▶ [MATERIALS PROVIDED]:
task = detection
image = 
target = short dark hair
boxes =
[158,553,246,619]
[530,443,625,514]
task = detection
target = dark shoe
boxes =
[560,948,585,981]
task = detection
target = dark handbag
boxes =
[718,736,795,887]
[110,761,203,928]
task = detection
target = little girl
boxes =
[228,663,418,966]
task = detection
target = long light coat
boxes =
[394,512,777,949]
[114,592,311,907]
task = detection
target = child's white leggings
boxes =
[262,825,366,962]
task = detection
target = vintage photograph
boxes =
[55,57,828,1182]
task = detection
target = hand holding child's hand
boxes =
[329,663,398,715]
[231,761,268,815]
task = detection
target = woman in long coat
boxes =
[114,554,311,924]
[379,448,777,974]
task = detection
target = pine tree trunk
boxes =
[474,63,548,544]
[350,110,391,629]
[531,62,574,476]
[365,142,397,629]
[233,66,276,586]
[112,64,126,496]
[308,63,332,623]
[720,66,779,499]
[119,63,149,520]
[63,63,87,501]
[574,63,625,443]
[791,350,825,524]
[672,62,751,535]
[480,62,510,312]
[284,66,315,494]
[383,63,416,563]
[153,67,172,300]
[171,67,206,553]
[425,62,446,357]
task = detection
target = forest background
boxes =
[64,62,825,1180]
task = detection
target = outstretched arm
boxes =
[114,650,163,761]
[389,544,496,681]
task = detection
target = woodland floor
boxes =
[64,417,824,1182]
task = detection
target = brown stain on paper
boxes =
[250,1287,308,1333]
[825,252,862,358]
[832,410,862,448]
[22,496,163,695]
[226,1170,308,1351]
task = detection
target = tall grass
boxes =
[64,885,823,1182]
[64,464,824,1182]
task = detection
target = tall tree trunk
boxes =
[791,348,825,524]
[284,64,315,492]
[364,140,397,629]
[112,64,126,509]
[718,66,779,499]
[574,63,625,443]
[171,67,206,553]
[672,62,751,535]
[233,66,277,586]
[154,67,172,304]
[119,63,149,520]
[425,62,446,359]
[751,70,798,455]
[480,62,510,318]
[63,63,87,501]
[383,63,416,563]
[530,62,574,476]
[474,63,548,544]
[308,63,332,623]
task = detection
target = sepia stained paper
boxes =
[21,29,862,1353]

▶ [PROBLEM TO SOLVE]:
Collect each line above that contains the word "trunk", and copy those lines in full.

▶ [EXERCISE RESULT]:
target = pine tree trunk
target = tall tree trunk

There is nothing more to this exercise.